Stated task =
Copy the records from the line with "Exercise. Mark the cat's head" through the end of the records, putting "plowed field" in place of "dirt field" and changing nothing else. Leave the pictures out.

Dataset excerpts =
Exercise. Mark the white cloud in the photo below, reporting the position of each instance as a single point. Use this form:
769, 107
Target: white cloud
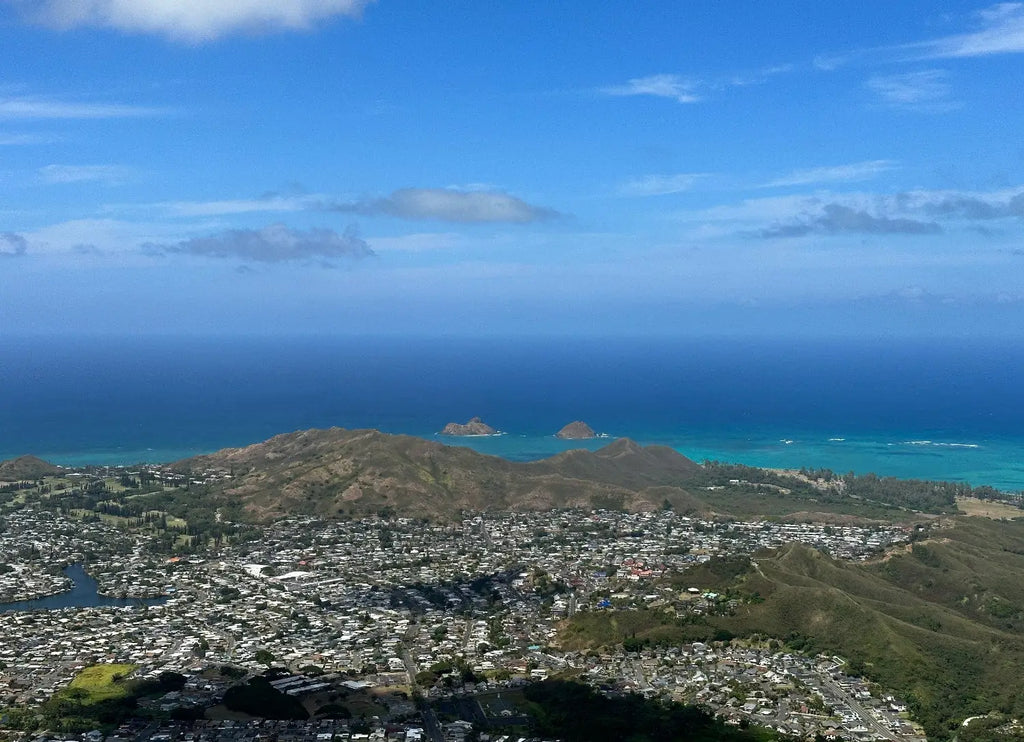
1000, 32
235, 206
272, 244
12, 245
663, 86
926, 90
832, 174
190, 20
448, 205
33, 107
915, 212
660, 184
110, 174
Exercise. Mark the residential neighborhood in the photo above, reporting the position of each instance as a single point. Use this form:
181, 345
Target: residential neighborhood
390, 608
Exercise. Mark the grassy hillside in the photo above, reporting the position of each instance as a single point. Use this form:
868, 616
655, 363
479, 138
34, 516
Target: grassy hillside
940, 621
25, 468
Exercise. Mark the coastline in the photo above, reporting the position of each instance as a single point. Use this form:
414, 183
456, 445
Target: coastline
995, 462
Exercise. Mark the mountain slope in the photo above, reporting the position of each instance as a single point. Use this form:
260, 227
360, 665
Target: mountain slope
20, 468
340, 472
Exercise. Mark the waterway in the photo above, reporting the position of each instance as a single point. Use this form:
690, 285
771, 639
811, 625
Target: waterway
84, 594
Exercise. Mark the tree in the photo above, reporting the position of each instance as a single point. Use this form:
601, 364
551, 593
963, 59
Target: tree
264, 656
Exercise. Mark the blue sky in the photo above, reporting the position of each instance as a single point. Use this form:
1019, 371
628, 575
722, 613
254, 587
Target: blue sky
360, 166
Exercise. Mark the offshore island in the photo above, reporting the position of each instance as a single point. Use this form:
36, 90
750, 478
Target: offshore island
475, 426
357, 585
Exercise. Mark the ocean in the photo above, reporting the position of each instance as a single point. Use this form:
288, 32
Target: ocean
950, 409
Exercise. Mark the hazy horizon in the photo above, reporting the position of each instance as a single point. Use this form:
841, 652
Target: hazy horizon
364, 167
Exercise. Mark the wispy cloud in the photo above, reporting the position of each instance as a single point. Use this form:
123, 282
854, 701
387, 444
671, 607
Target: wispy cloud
227, 207
926, 90
965, 205
854, 172
660, 184
915, 212
273, 244
837, 219
12, 245
662, 86
189, 22
109, 174
689, 89
35, 107
1000, 31
446, 205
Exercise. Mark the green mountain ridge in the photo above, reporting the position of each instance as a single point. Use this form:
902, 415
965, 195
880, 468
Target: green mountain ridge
941, 621
25, 468
353, 473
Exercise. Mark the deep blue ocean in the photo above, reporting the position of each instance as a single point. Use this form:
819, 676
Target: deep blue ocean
938, 409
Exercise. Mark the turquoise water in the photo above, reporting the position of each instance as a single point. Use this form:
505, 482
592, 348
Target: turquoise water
936, 409
84, 594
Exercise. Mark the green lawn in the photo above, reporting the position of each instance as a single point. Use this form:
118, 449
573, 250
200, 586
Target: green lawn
102, 682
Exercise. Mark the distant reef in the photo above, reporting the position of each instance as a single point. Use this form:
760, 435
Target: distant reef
577, 430
14, 470
473, 427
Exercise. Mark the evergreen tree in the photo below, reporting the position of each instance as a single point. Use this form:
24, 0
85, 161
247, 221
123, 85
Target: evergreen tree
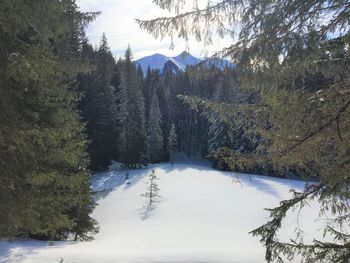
44, 182
152, 191
154, 133
99, 107
279, 44
131, 115
172, 142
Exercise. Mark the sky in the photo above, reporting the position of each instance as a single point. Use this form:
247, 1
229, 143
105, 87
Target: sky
117, 21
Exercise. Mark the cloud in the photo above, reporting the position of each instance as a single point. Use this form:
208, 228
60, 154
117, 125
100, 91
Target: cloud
117, 21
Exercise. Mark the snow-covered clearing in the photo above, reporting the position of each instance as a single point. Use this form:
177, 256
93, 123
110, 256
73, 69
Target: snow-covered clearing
202, 216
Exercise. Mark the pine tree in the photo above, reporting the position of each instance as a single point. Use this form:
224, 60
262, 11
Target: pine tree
280, 43
131, 115
152, 191
99, 107
172, 143
44, 189
154, 133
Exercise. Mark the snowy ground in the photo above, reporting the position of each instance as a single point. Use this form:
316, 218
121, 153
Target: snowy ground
202, 216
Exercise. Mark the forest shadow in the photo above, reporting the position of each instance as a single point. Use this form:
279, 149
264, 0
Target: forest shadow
18, 250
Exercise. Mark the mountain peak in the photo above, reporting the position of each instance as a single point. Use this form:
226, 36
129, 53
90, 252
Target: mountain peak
184, 54
178, 63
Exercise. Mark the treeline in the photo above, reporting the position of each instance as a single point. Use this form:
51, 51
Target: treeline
44, 176
129, 113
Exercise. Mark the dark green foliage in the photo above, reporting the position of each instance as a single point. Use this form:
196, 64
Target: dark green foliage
152, 193
155, 139
44, 188
172, 143
98, 105
131, 115
296, 55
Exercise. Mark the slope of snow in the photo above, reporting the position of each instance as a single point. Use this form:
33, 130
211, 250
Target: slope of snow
203, 215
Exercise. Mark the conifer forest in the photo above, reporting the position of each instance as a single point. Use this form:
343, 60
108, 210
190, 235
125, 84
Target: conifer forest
240, 153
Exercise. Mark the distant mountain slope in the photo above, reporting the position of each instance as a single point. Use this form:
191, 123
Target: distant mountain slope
187, 59
155, 61
178, 63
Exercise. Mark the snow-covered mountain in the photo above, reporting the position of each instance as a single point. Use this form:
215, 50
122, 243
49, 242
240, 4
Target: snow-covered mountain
178, 63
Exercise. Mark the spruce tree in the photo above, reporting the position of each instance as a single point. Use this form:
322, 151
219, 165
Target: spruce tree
154, 133
131, 115
278, 45
152, 191
172, 143
44, 181
99, 107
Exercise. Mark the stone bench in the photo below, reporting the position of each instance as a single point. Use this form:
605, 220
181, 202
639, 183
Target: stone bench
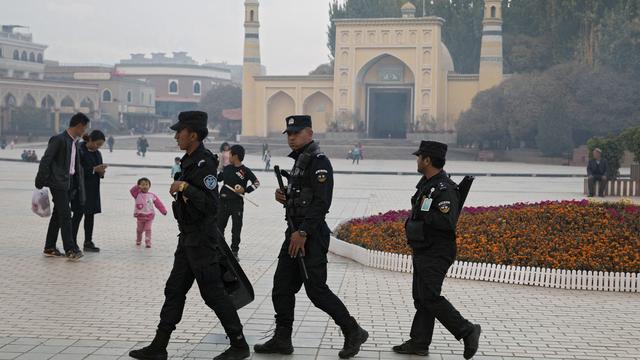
620, 187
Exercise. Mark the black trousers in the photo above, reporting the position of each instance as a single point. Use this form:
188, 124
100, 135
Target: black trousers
289, 278
602, 184
429, 271
61, 220
199, 263
234, 209
88, 226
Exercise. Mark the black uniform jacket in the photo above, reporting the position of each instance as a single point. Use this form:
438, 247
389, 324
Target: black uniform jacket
435, 204
196, 207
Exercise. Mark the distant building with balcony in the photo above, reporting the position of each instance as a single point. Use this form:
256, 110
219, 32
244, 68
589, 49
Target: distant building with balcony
179, 81
29, 104
125, 103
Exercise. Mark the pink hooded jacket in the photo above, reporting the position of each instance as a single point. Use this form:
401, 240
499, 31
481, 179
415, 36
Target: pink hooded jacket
144, 204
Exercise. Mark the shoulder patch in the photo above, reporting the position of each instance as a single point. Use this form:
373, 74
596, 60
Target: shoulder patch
444, 206
321, 175
210, 182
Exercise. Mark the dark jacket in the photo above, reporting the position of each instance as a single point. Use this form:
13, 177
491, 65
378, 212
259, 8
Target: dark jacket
89, 160
196, 207
53, 171
435, 204
595, 169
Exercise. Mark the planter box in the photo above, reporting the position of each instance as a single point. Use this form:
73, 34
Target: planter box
347, 135
447, 138
635, 172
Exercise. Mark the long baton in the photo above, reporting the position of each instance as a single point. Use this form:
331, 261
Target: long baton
299, 256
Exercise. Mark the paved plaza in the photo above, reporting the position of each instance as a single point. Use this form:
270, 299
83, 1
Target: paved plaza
108, 303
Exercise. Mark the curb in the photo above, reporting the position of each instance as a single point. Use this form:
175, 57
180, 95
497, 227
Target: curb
520, 275
347, 172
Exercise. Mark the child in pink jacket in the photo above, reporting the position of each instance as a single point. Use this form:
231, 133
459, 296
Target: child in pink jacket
144, 210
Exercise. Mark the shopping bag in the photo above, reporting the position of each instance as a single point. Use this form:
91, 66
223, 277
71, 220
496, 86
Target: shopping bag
40, 204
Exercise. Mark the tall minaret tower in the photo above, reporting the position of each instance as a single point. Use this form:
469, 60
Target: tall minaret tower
491, 50
250, 67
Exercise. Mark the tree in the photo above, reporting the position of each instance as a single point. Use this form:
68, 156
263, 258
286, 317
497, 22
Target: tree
553, 110
218, 98
323, 69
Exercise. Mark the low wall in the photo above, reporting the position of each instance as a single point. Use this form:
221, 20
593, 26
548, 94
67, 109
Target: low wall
521, 275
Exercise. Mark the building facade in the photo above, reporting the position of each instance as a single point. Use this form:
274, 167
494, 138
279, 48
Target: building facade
391, 77
179, 81
124, 103
30, 104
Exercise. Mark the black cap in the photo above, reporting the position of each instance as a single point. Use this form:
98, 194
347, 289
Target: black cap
193, 119
432, 148
296, 123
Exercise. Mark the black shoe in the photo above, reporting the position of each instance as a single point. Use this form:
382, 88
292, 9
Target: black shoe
234, 353
91, 247
471, 342
354, 337
280, 343
149, 353
74, 255
52, 253
411, 348
157, 350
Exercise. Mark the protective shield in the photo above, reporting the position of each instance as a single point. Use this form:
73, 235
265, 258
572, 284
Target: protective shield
235, 281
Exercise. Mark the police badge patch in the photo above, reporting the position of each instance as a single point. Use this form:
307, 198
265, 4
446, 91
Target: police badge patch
444, 206
210, 182
321, 175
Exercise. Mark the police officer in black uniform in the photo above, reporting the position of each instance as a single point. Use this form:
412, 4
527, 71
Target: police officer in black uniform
309, 196
197, 256
431, 233
237, 176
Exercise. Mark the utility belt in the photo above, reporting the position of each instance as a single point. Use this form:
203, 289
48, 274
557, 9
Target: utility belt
298, 202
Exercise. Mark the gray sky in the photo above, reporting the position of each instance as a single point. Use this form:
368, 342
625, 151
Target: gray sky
292, 32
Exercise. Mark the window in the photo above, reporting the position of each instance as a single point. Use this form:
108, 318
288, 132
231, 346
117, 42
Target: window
173, 86
106, 95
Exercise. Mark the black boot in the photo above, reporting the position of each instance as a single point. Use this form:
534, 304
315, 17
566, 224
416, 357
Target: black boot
157, 350
410, 347
280, 343
354, 336
471, 342
89, 246
238, 350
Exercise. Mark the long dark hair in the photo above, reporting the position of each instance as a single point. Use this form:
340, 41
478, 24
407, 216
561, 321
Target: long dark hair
95, 135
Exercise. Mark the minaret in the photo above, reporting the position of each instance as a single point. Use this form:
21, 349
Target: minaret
251, 67
491, 50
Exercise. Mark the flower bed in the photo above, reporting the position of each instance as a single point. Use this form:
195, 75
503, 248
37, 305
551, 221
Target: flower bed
578, 235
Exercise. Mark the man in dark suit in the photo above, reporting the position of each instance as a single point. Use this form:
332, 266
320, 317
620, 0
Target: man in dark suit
60, 170
597, 172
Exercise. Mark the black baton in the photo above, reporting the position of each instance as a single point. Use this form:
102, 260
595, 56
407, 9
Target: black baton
299, 256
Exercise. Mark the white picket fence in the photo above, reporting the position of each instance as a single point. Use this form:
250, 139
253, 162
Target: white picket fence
521, 275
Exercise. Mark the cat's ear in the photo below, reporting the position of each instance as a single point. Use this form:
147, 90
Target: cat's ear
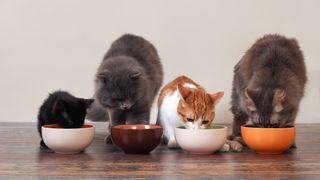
88, 102
134, 74
104, 75
216, 97
249, 93
184, 92
278, 98
59, 106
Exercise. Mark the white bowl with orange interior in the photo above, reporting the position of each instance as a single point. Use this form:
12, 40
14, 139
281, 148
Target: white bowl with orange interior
201, 141
67, 140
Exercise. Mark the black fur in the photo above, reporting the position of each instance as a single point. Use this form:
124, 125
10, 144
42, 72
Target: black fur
63, 109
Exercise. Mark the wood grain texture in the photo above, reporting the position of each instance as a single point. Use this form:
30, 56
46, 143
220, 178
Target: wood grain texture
21, 158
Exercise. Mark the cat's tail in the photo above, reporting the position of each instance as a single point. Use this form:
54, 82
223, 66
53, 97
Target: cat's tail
158, 119
97, 113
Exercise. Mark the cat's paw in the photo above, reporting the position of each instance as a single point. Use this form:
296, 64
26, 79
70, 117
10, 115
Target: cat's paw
225, 148
42, 144
235, 146
108, 139
173, 145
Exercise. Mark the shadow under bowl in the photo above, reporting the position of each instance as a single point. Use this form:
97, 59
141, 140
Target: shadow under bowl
136, 138
268, 140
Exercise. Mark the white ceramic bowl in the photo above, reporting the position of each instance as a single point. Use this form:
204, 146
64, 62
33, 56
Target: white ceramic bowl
201, 141
67, 141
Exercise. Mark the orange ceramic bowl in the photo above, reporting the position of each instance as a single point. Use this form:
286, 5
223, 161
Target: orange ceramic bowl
268, 140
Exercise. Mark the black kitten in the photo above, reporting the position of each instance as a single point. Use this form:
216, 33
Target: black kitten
63, 109
127, 81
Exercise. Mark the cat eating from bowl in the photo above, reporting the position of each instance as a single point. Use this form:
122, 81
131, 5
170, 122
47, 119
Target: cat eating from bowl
184, 102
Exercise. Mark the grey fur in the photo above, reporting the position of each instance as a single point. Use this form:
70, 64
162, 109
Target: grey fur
273, 74
127, 82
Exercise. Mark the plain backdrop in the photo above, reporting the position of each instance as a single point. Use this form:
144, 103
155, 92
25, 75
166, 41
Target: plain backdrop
47, 45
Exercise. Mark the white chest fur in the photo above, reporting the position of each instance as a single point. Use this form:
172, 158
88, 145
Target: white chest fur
169, 117
168, 109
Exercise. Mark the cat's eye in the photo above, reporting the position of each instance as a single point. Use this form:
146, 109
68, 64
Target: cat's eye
189, 120
205, 122
104, 80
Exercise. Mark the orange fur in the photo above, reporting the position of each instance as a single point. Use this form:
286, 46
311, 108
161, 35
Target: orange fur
195, 104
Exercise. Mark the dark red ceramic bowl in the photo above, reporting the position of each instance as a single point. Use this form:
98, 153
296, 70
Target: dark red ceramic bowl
136, 138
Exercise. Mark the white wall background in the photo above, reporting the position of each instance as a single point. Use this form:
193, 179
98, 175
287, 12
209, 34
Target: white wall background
47, 45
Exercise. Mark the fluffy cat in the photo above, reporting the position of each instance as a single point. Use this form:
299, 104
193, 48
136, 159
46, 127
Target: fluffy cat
126, 83
63, 109
184, 102
268, 84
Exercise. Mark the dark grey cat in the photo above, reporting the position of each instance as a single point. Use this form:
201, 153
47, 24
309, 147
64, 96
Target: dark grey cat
127, 82
268, 84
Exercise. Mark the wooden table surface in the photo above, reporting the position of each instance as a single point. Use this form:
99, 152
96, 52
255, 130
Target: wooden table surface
21, 158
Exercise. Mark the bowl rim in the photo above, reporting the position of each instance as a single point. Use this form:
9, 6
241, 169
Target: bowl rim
49, 126
123, 127
247, 126
217, 129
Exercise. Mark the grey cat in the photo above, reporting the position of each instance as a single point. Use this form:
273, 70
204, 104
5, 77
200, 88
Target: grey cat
268, 84
126, 82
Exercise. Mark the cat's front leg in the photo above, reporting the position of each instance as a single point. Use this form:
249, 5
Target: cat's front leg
116, 117
235, 141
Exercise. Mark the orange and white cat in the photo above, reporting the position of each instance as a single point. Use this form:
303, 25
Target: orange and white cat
184, 102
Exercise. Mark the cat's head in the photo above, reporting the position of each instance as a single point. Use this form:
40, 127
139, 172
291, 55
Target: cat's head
120, 85
71, 112
265, 107
196, 107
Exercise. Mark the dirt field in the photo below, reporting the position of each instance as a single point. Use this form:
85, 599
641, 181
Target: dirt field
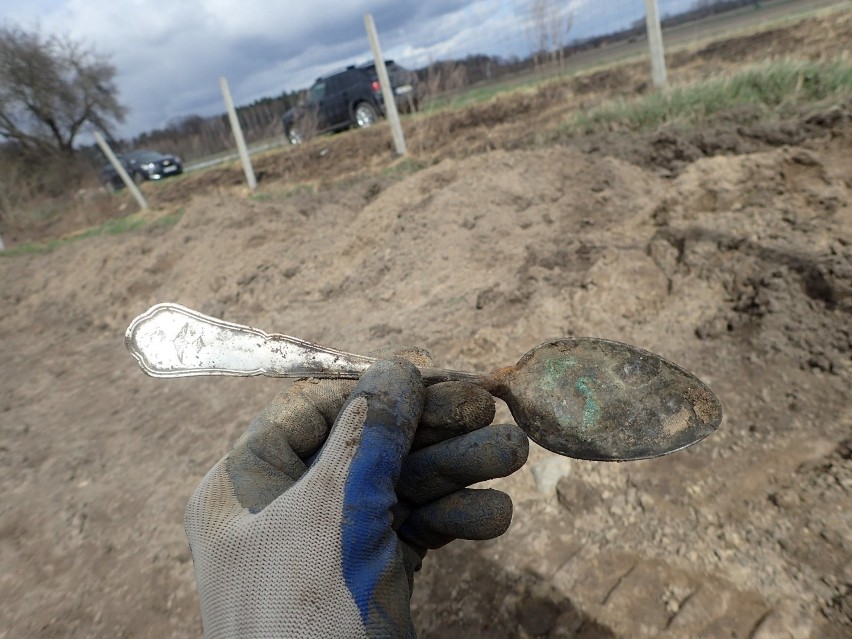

Worked answer =
Exercise. Mark the cat's head in the photo above, reporting the position of each instance as a single point. Use this form:
40, 127
139, 172
291, 55
Target: cat's head
120, 85
71, 112
265, 107
196, 107
Exercise. Mark the plowed field in the photo below, reporting the position of each instance as a single point. Use this form:
85, 599
641, 181
Target: plowed field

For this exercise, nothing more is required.